Listing:
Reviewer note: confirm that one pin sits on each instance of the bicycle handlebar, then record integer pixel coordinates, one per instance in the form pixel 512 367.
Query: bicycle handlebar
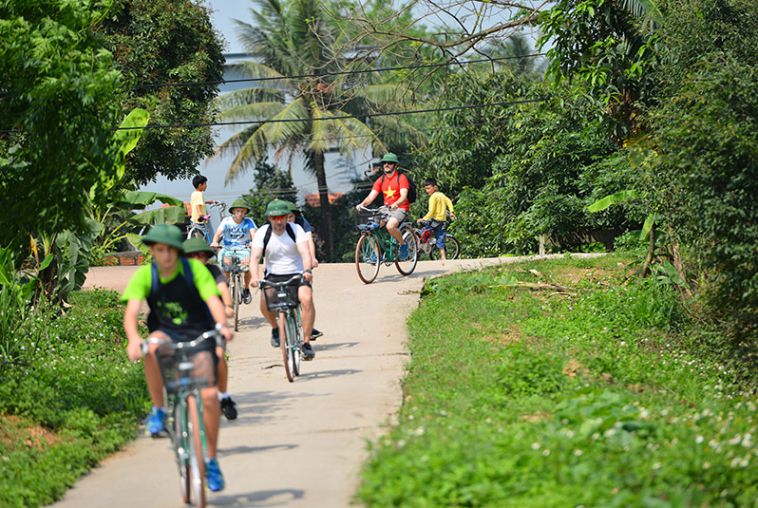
pixel 267 283
pixel 178 346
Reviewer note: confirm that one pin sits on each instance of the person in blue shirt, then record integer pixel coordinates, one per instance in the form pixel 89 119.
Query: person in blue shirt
pixel 236 233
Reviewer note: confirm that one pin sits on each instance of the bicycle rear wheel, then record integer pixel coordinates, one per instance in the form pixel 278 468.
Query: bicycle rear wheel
pixel 197 464
pixel 367 258
pixel 284 339
pixel 452 248
pixel 182 458
pixel 407 266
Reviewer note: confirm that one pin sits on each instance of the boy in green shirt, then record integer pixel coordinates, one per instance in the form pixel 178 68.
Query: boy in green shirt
pixel 180 310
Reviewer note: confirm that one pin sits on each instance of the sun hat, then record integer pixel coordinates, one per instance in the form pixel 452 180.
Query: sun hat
pixel 197 244
pixel 390 157
pixel 239 203
pixel 277 208
pixel 293 207
pixel 164 233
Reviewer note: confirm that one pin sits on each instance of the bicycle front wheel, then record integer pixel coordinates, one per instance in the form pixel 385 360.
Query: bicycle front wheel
pixel 452 248
pixel 181 451
pixel 236 297
pixel 284 339
pixel 408 264
pixel 367 258
pixel 197 464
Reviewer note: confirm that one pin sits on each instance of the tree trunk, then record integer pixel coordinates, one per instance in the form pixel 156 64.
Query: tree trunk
pixel 326 228
pixel 650 253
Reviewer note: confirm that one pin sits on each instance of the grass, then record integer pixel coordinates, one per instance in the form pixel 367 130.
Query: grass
pixel 71 399
pixel 596 395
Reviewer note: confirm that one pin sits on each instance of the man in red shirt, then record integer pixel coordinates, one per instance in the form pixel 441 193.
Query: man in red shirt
pixel 394 186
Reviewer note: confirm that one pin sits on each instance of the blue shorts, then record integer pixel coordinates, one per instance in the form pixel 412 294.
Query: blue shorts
pixel 243 253
pixel 439 231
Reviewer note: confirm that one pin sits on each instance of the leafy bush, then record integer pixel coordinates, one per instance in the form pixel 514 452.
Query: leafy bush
pixel 73 386
pixel 598 399
pixel 703 158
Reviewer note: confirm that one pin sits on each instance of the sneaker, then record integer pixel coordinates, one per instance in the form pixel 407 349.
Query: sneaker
pixel 403 252
pixel 308 353
pixel 156 421
pixel 228 408
pixel 213 475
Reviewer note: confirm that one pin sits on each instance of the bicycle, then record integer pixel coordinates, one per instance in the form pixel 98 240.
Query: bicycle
pixel 187 367
pixel 376 246
pixel 280 299
pixel 428 244
pixel 236 285
pixel 204 229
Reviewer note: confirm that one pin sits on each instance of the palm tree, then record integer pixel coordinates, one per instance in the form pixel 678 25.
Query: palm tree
pixel 309 115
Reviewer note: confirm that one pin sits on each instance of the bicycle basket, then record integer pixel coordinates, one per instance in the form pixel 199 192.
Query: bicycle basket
pixel 277 298
pixel 186 371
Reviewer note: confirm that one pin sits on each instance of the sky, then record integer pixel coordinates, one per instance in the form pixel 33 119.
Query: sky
pixel 340 170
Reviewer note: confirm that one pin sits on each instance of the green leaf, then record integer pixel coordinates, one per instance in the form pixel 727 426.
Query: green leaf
pixel 140 199
pixel 613 199
pixel 647 226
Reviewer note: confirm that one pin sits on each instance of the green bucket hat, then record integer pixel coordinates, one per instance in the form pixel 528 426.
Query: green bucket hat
pixel 277 208
pixel 293 207
pixel 390 157
pixel 197 244
pixel 239 203
pixel 164 233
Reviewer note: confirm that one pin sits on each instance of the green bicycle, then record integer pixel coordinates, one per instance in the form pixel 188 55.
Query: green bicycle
pixel 375 245
pixel 187 367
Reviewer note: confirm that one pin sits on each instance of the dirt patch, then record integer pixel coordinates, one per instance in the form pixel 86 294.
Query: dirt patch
pixel 16 431
pixel 574 368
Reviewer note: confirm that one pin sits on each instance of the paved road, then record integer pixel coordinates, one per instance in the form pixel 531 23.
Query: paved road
pixel 294 444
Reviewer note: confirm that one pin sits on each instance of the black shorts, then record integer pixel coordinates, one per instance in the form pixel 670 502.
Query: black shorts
pixel 292 290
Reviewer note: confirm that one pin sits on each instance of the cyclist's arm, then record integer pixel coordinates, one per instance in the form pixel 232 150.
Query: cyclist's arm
pixel 255 259
pixel 131 316
pixel 403 198
pixel 370 198
pixel 217 235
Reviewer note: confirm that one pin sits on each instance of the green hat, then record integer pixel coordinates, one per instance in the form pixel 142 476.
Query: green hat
pixel 293 207
pixel 277 208
pixel 390 157
pixel 197 244
pixel 239 203
pixel 164 233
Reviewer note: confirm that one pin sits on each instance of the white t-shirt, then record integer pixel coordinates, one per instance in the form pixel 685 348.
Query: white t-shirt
pixel 282 256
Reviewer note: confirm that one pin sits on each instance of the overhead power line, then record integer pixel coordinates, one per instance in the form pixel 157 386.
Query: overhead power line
pixel 336 73
pixel 332 118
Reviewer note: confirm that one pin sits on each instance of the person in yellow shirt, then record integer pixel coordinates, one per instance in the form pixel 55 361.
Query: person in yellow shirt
pixel 199 216
pixel 439 204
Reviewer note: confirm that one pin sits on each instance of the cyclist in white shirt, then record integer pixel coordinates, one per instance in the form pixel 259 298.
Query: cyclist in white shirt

Exercise description: Copy the lines of the records above word for word, from the line containing "pixel 407 349." through the line containing "pixel 309 115", including both.

Exercise solution:
Reviewer note: confirm that one pin sits on each instance of the sneaker, then record integer pixel coordinates, one per instance in the form pixel 407 349.
Query: sneaker
pixel 403 252
pixel 308 353
pixel 156 421
pixel 228 408
pixel 213 475
Reviewer note: confirm that one pin sits on each instance of the bicycle, then record integer pixel coordinates, one per instance in the form pixel 98 240.
Query: bicycle
pixel 187 367
pixel 376 246
pixel 280 299
pixel 428 244
pixel 236 285
pixel 204 229
Reviewer note: confirm that one pin sits on each instance of the palm tree, then record integer pixel coordinates, one per instance in the form pixel 678 25.
Query: palm tree
pixel 309 115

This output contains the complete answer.